Problem details » Copy out the records word for word, starting at the line that contains "Can you see the shirtless" and ending at the line that contains "column 651, row 393", with both of those lines included.

Material supplied »
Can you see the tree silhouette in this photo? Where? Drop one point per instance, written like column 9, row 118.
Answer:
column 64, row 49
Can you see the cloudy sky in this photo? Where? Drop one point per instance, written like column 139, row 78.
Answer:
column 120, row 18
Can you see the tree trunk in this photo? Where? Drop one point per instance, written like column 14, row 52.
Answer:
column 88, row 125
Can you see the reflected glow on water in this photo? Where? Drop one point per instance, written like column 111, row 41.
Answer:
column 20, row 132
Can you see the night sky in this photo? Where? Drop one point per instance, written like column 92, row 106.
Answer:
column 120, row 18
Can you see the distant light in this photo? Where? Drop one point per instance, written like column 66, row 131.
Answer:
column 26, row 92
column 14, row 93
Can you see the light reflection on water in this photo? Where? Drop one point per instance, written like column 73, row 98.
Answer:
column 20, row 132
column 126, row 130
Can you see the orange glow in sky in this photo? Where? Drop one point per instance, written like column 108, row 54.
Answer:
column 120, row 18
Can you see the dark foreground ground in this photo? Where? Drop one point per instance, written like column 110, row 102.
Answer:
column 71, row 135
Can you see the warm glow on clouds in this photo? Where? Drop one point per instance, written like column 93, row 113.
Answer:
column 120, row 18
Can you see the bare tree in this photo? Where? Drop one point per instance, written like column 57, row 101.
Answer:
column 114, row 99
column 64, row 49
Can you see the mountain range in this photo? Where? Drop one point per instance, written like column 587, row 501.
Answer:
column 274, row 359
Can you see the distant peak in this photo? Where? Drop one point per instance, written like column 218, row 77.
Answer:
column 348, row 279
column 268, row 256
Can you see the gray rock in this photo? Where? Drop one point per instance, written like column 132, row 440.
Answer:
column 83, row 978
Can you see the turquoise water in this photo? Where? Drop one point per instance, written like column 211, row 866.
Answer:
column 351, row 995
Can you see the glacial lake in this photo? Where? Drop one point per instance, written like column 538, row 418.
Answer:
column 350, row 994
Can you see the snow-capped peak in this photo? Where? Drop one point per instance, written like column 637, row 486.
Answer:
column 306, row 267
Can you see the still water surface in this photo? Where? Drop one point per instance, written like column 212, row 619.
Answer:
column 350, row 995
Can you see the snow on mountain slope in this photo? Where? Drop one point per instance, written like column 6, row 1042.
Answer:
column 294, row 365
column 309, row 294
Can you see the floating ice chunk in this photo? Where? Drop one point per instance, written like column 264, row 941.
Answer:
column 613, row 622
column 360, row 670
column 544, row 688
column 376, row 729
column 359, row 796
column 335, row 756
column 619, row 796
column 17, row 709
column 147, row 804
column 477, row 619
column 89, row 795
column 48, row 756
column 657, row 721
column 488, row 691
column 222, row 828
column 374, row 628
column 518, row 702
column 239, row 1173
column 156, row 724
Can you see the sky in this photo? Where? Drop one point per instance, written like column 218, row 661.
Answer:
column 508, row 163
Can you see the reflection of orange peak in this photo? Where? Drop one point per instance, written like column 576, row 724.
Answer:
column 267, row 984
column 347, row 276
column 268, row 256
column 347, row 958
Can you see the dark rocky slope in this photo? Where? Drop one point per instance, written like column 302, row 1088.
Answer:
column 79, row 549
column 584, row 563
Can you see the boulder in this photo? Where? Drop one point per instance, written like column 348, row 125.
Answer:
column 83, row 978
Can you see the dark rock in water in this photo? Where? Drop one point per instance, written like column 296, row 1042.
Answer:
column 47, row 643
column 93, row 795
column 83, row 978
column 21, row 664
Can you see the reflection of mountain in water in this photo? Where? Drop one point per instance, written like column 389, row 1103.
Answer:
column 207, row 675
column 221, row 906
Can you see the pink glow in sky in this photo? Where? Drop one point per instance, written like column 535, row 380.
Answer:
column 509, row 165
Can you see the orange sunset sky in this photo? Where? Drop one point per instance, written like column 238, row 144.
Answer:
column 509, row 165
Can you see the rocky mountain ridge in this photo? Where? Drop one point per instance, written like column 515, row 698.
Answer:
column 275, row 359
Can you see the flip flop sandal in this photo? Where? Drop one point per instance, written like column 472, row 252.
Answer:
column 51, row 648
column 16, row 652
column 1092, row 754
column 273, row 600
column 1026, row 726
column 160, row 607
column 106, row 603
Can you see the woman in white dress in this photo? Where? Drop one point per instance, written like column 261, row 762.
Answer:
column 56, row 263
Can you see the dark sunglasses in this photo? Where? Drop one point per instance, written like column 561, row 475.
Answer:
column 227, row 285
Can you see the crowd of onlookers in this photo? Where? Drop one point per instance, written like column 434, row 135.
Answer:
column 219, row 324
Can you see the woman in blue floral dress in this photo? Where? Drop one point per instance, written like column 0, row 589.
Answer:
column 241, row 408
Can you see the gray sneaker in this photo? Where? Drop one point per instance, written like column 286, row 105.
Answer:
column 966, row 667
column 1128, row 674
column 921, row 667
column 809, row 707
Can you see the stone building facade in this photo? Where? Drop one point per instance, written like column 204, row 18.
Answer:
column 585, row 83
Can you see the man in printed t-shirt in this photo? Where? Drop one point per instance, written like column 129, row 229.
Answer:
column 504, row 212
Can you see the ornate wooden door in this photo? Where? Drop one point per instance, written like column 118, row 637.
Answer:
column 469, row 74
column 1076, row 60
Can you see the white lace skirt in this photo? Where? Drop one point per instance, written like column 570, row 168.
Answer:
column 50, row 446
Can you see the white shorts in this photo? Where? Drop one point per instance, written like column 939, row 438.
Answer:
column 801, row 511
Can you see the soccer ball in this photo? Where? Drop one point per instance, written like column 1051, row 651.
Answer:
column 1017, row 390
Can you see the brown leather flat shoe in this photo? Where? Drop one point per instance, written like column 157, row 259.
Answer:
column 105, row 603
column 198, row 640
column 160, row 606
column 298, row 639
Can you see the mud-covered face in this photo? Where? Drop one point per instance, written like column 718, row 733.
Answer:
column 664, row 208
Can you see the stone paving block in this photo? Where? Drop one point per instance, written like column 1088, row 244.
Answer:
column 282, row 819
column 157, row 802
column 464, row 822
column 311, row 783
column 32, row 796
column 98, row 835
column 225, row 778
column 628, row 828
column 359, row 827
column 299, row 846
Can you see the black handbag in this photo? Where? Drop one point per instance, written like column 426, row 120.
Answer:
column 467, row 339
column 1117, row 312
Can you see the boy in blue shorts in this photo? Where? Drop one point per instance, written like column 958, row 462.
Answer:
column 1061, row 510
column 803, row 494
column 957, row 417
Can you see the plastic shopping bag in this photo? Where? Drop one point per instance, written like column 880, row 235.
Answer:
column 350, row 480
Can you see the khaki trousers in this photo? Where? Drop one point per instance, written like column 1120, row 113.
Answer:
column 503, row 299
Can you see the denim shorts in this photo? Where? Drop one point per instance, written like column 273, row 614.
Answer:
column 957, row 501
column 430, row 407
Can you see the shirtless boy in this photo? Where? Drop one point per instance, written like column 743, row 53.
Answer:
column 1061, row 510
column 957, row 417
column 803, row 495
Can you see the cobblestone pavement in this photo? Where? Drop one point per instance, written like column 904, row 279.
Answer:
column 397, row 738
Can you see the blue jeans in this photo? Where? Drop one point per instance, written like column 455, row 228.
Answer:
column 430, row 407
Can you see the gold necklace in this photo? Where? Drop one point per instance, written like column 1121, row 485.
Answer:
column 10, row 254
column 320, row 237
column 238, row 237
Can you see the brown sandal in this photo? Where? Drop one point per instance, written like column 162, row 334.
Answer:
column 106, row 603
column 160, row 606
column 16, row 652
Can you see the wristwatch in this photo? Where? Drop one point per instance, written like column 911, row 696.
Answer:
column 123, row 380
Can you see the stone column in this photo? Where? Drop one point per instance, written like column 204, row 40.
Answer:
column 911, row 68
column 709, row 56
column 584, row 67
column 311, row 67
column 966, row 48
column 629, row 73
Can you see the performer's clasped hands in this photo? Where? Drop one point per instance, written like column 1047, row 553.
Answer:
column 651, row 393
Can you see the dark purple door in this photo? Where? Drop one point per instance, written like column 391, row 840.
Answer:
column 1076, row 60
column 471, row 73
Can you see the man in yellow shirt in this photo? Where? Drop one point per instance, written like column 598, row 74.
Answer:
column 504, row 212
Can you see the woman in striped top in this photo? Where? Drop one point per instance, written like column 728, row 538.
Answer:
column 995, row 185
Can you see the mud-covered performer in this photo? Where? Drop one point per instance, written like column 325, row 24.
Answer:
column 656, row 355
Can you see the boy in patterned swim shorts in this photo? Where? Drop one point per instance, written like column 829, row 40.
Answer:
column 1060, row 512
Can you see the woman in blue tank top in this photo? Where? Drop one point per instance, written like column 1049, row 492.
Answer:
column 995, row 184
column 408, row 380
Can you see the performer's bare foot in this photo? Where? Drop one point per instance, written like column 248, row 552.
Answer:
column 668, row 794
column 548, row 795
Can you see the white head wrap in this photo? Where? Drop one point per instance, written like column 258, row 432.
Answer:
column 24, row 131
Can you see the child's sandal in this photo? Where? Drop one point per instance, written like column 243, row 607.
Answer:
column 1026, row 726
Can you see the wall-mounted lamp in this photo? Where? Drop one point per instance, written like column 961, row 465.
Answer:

Result of this exercise »
Can you see the shirtless boy in this photo? Where? Drop one point per instance, written like column 743, row 53.
Answer:
column 1061, row 510
column 957, row 417
column 803, row 495
Can you see the cobblestone pavement in this photo? Where? Drop one point per instance, written like column 904, row 279.
Answer:
column 397, row 738
Can you see the blue jeans in this photo? Where? Drop one point per instance, written like column 455, row 228.
Answer:
column 430, row 407
Can you see the gold necklace in this photo? Where? Drop one point per instance, written like column 1121, row 485.
Answer:
column 10, row 254
column 320, row 237
column 238, row 237
Can you see the brown sandal in this photo? Where? Drop one point per instance, written like column 162, row 334.
Answer:
column 106, row 603
column 160, row 606
column 16, row 652
Can you see the wristwatch in this photo? Where? Drop one point per instance, written like column 911, row 696.
Answer:
column 123, row 380
Can you see the stone column in this photo? Where? Drop one point per instance, written like column 204, row 40.
Answer:
column 911, row 68
column 709, row 56
column 584, row 67
column 311, row 67
column 966, row 48
column 629, row 73
Can you see the performer's clasped hands in this photo? Where? Drop one point per instance, written like column 1047, row 553.
Answer:
column 651, row 393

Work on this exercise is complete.